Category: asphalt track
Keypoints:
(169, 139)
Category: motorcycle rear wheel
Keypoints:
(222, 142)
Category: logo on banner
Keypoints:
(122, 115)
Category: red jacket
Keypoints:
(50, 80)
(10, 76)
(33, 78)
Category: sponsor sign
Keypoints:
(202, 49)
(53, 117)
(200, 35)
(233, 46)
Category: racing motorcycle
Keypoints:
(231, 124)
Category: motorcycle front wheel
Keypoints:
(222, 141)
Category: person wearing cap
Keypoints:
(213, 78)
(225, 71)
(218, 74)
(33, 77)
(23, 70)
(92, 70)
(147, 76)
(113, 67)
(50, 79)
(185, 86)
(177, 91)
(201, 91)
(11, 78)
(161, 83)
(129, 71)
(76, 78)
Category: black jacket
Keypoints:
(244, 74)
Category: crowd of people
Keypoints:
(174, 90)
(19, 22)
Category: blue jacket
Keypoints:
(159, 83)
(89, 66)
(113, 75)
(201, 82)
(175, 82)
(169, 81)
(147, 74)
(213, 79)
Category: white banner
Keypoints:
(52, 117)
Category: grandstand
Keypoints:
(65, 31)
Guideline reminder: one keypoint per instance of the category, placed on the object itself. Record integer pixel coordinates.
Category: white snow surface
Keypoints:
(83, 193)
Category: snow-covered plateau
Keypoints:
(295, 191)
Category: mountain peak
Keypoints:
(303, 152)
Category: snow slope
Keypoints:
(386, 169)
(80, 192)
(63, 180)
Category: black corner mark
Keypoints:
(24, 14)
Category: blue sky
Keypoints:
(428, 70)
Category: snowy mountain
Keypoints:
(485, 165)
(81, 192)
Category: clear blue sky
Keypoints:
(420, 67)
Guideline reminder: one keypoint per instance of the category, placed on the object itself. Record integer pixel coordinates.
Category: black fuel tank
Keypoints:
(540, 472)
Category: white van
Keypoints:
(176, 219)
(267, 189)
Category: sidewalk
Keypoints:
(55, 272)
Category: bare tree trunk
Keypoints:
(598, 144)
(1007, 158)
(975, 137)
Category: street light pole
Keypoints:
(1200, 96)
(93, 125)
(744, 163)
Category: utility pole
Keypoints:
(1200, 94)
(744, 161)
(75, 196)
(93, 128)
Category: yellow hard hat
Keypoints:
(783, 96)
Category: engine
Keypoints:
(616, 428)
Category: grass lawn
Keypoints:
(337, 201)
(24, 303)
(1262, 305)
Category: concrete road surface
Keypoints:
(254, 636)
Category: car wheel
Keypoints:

◆ **Task directions**
The answer must be every line of the records that contains the word "surface".

◆ **Solution to this task**
Category: white snow surface
Category: concrete road surface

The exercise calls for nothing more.